All of the records below need to be copied exactly.

#### [EXTRACTED INFORMATION]

--- START ---

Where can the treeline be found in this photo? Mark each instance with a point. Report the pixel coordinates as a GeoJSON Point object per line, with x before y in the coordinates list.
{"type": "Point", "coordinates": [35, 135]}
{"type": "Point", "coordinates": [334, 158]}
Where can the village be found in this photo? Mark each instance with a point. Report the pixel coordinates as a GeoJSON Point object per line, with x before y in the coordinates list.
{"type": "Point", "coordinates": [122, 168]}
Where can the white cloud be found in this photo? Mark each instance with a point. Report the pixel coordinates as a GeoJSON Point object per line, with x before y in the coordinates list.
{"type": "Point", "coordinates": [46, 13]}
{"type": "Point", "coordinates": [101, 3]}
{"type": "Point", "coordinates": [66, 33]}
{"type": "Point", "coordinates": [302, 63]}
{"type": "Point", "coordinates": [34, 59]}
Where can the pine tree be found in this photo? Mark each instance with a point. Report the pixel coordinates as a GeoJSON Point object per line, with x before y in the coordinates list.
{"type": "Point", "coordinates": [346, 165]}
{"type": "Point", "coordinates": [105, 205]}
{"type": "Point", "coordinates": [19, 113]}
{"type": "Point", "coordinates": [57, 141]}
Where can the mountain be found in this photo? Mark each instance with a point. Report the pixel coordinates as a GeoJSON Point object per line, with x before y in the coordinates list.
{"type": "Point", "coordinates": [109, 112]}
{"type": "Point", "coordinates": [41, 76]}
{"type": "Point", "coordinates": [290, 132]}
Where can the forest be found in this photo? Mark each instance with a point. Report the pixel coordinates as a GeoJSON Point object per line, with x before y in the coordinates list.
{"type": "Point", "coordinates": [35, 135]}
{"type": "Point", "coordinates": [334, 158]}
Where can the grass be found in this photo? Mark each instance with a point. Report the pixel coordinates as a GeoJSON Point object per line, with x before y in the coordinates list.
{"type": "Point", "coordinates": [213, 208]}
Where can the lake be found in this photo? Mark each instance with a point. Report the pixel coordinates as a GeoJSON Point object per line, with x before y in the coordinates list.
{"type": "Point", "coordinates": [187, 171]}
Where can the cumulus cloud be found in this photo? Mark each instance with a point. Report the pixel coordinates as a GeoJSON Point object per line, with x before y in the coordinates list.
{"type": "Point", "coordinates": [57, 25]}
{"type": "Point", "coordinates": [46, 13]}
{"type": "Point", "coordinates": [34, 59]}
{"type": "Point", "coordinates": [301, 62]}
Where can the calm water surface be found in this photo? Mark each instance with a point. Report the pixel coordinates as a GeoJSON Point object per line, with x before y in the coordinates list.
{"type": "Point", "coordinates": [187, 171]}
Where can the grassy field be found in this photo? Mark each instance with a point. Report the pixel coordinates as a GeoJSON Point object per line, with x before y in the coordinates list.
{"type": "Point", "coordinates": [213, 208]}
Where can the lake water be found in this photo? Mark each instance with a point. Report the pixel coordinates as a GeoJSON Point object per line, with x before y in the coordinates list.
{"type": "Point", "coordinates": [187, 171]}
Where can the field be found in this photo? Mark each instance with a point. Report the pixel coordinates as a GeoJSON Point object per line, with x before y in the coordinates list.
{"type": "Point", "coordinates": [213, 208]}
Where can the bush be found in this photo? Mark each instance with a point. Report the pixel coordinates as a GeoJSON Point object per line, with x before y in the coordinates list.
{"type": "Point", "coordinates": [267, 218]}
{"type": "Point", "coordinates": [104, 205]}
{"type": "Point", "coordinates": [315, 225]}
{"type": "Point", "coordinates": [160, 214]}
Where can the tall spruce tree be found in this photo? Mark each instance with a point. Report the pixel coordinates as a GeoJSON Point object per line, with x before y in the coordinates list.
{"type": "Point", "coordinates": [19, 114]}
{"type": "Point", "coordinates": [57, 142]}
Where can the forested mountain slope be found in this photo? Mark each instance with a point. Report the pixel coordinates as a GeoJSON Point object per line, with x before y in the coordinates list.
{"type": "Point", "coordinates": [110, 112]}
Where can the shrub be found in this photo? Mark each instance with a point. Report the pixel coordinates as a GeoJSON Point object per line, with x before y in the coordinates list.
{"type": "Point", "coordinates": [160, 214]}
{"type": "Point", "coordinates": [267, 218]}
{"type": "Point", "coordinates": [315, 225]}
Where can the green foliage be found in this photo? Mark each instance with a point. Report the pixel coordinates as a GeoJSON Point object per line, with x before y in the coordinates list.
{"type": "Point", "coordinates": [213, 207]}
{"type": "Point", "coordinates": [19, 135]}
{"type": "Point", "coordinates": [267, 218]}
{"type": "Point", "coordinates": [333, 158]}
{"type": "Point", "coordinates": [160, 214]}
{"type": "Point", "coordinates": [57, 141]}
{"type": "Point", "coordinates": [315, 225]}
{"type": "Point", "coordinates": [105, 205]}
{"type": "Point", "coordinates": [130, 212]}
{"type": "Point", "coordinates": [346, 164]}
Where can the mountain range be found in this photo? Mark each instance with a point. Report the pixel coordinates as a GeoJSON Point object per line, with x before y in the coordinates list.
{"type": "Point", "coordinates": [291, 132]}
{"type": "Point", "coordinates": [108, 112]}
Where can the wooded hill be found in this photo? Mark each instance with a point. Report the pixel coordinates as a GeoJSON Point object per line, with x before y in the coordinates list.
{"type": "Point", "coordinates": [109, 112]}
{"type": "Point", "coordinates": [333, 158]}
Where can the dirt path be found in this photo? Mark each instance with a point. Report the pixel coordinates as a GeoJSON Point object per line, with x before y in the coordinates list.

--- END ---

#### [RESULT OF THIS TASK]
Where can the treeline be found in this photo? Mark each instance with a point. Report the pixel coordinates as a GeoJSON Point object per line, with x before y in the coordinates list.
{"type": "Point", "coordinates": [35, 135]}
{"type": "Point", "coordinates": [334, 158]}
Where can the village be found in this photo? Mark each instance with a point. Report the pixel coordinates as a GeoJSON Point object per line, with x before y in the coordinates list.
{"type": "Point", "coordinates": [122, 168]}
Where can the white cloud be found in this photo? Mark each instance with a point. Report the pixel coordinates as a GeoJSON Point object per line, with x before y in the coordinates list.
{"type": "Point", "coordinates": [46, 13]}
{"type": "Point", "coordinates": [101, 3]}
{"type": "Point", "coordinates": [66, 33]}
{"type": "Point", "coordinates": [302, 63]}
{"type": "Point", "coordinates": [34, 59]}
Where can the pine tree be found in this photo? Mark each instance with a point. Report the pixel coordinates as a GeoJSON Point object per line, with x before y in the coordinates list.
{"type": "Point", "coordinates": [346, 165]}
{"type": "Point", "coordinates": [105, 205]}
{"type": "Point", "coordinates": [19, 113]}
{"type": "Point", "coordinates": [57, 141]}
Where can the mountain be found in this photo? Mark each instance with a point. Report the pixel coordinates as a GeoJSON Point object per line, with x before y in the coordinates list.
{"type": "Point", "coordinates": [109, 112]}
{"type": "Point", "coordinates": [41, 76]}
{"type": "Point", "coordinates": [290, 132]}
Where can the forest be found in this photo? Mark each instance with a point. Report the pixel coordinates as a GeoJSON Point object per line, with x before y in the coordinates list.
{"type": "Point", "coordinates": [35, 135]}
{"type": "Point", "coordinates": [334, 158]}
Where can the grass be found in this photo? Mark each instance with a point. Report the pixel coordinates as a GeoJSON Point object per line, with x before y in the coordinates list.
{"type": "Point", "coordinates": [213, 208]}
Where can the lake be found in this photo? Mark each instance with a point. Report the pixel coordinates as a GeoJSON Point object per line, with x before y in the coordinates list.
{"type": "Point", "coordinates": [187, 171]}
Where can the cumulus cloud be found in this photo? Mark each instance with a point. Report the pixel coordinates as a GeoJSON Point object per line, with x before y in the coordinates list.
{"type": "Point", "coordinates": [57, 25]}
{"type": "Point", "coordinates": [46, 13]}
{"type": "Point", "coordinates": [34, 59]}
{"type": "Point", "coordinates": [301, 62]}
Where can the calm water surface be found in this photo? Mark each instance with a point. Report the pixel coordinates as a GeoJSON Point object per line, with x before y in the coordinates list.
{"type": "Point", "coordinates": [187, 171]}
Where can the grassy field be found in this photo? Mark each instance with a point. Report the pixel coordinates as a GeoJSON Point object per line, with x before y in the coordinates list.
{"type": "Point", "coordinates": [213, 208]}
Where can the lake water be found in this photo? Mark each instance with a point. Report the pixel coordinates as a GeoJSON Point object per line, with x before y in the coordinates list.
{"type": "Point", "coordinates": [187, 171]}
Where can the field be found in this photo? Mark each instance with a point. Report the pixel coordinates as a GeoJSON Point object per line, with x before y in the coordinates list.
{"type": "Point", "coordinates": [213, 208]}
Where can the bush be found in this photo? Mark each instance with a point. Report the pixel coordinates as a GeoJSON Point object per line, with x before y in the coordinates list.
{"type": "Point", "coordinates": [267, 218]}
{"type": "Point", "coordinates": [104, 205]}
{"type": "Point", "coordinates": [315, 225]}
{"type": "Point", "coordinates": [160, 214]}
Where can the tall spruce tree be found in this photo? Mark each instance with a point. Report the pixel coordinates as a GeoJSON Point object per line, with x before y in the coordinates list.
{"type": "Point", "coordinates": [19, 114]}
{"type": "Point", "coordinates": [57, 142]}
Where can the forested mountain slope be found in this photo? Mark each instance with a point. Report the pixel coordinates as a GeoJSON Point object per line, with x before y in the coordinates list.
{"type": "Point", "coordinates": [110, 112]}
Where can the shrub be found in this photo? Mark each instance with a point. Report the pixel coordinates as a GeoJSON Point object per line, with x before y in the coordinates list.
{"type": "Point", "coordinates": [160, 214]}
{"type": "Point", "coordinates": [267, 218]}
{"type": "Point", "coordinates": [315, 225]}
Where can the green foliage be found in this photo? Mark each instance with a point. Report the pixel coordinates as a GeoJSON Point object per line, with x before y in the coordinates list.
{"type": "Point", "coordinates": [213, 207]}
{"type": "Point", "coordinates": [19, 135]}
{"type": "Point", "coordinates": [267, 218]}
{"type": "Point", "coordinates": [333, 158]}
{"type": "Point", "coordinates": [160, 214]}
{"type": "Point", "coordinates": [57, 141]}
{"type": "Point", "coordinates": [315, 225]}
{"type": "Point", "coordinates": [105, 205]}
{"type": "Point", "coordinates": [130, 212]}
{"type": "Point", "coordinates": [346, 164]}
Where can the mountain range be found in this photo? Mark each instance with a point. Report the pixel coordinates as a GeoJSON Point object per line, with x before y in the coordinates list.
{"type": "Point", "coordinates": [291, 132]}
{"type": "Point", "coordinates": [108, 112]}
Where can the wooded hill be found in this photo? Mark each instance with a point. Report the pixel coordinates as a GeoJSON Point object per line, with x before y in the coordinates list.
{"type": "Point", "coordinates": [109, 112]}
{"type": "Point", "coordinates": [333, 158]}
Where can the dirt path be found in this photo? Mark each instance with a point. Report the pixel coordinates as a GeoJSON Point object per line, with x before y in the coordinates list.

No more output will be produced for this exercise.